● Requirement
Nothing but the lines from the one that contains "of the building" through the end of the listing should appear, set down exactly.

● Collected data
##########
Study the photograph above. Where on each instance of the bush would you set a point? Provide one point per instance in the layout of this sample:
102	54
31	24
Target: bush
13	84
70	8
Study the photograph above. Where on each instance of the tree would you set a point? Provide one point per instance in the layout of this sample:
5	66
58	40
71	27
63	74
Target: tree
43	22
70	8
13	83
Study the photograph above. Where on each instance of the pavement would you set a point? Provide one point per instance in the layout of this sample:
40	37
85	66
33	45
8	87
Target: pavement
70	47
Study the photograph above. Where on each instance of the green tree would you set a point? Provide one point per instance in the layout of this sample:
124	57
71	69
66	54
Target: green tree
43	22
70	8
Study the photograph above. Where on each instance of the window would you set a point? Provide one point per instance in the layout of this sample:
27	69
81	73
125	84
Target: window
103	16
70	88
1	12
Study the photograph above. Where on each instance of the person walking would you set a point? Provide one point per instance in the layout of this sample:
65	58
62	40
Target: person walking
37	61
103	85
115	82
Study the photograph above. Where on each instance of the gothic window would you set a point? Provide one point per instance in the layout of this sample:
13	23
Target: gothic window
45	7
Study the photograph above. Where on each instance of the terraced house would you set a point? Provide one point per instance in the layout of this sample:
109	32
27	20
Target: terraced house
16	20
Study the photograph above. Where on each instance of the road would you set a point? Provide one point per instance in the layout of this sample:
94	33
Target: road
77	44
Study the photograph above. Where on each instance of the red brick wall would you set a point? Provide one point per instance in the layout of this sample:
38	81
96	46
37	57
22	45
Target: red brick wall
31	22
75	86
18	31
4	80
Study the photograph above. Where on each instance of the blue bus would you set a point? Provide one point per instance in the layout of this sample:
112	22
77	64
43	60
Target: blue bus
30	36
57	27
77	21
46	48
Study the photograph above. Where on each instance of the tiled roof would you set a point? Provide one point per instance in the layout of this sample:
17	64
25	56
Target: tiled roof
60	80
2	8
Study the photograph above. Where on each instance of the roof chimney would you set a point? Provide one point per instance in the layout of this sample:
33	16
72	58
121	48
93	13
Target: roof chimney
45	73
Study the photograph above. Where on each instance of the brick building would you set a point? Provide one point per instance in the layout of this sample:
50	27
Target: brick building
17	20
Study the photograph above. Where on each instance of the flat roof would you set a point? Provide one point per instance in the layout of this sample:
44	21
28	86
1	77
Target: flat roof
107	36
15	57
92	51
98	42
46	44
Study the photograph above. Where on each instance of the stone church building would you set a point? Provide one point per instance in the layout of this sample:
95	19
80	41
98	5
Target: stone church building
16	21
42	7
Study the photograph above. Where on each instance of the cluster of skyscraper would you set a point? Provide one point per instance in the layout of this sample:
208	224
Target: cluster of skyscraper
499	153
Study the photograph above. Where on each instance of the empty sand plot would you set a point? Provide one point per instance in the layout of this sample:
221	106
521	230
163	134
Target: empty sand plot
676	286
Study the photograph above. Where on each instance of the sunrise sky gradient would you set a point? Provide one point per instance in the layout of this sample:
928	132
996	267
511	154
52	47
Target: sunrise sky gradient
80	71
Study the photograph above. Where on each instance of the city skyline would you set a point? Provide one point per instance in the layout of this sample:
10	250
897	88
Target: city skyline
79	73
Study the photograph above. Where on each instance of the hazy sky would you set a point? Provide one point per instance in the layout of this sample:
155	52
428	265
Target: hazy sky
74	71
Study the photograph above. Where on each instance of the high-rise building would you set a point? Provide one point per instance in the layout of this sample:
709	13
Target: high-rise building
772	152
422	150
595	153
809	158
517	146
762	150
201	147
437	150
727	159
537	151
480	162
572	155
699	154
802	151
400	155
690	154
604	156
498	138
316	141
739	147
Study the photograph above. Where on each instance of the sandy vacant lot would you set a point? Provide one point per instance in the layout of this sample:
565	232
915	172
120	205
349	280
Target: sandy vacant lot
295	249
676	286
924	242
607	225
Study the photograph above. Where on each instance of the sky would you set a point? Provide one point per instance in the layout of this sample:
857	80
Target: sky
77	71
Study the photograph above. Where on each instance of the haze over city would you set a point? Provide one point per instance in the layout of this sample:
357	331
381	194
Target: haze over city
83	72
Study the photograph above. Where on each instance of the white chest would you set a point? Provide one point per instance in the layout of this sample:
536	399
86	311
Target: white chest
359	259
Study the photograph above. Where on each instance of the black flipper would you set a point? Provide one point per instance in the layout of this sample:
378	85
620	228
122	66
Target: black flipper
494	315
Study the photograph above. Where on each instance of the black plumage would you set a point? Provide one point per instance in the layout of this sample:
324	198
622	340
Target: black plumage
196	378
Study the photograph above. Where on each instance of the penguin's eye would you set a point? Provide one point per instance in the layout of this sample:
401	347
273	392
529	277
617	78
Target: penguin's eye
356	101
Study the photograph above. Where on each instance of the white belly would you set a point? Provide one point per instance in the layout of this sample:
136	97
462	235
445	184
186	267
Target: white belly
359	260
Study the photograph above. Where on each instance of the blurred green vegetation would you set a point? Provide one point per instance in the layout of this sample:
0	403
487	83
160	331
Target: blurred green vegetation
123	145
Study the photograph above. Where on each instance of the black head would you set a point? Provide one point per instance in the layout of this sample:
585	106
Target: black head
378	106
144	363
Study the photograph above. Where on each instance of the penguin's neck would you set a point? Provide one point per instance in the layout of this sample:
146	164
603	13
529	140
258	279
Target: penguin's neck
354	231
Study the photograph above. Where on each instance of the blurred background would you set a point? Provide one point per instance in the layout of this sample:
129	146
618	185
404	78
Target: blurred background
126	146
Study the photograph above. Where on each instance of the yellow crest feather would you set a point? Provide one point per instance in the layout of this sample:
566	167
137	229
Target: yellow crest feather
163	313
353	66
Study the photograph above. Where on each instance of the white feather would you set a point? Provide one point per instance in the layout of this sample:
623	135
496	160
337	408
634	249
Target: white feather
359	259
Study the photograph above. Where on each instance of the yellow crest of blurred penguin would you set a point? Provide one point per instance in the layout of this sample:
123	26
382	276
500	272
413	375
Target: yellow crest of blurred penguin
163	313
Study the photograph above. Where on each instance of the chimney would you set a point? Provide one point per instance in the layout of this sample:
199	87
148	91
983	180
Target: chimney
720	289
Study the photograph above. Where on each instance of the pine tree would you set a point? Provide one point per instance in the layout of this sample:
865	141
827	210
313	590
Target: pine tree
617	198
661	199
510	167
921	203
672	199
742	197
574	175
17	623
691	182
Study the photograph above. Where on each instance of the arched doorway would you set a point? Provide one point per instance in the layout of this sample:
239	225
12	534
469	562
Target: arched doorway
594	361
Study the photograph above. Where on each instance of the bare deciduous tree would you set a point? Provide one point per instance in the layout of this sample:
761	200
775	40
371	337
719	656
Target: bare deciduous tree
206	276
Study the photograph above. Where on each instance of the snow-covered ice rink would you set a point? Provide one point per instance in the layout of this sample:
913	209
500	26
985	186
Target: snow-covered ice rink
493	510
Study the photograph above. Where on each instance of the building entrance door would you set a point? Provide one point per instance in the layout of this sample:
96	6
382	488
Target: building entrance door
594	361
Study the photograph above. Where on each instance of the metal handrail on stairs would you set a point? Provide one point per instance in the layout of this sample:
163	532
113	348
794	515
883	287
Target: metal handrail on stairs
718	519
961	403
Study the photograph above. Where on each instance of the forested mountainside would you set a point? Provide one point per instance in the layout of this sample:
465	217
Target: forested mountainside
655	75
##########
● Solution
Study the photograph above. Where on each instance of the building entrance door would you set a point? Provide one point per instance in the layout of this sample:
96	6
382	488
Target: building entrance door
594	361
Study the photograph above. Where on each instance of the metal handrail on stairs would you set a point? Provide one point per instance in the layout of this sample:
163	532
113	348
794	515
883	287
Target: metal handrail on stairs
718	519
961	403
Study the photograph above. Where on each instance of the forested mountainside would you set a point? Provide one point per instance in the layout of this sample:
465	217
Target: forested mountainside
655	75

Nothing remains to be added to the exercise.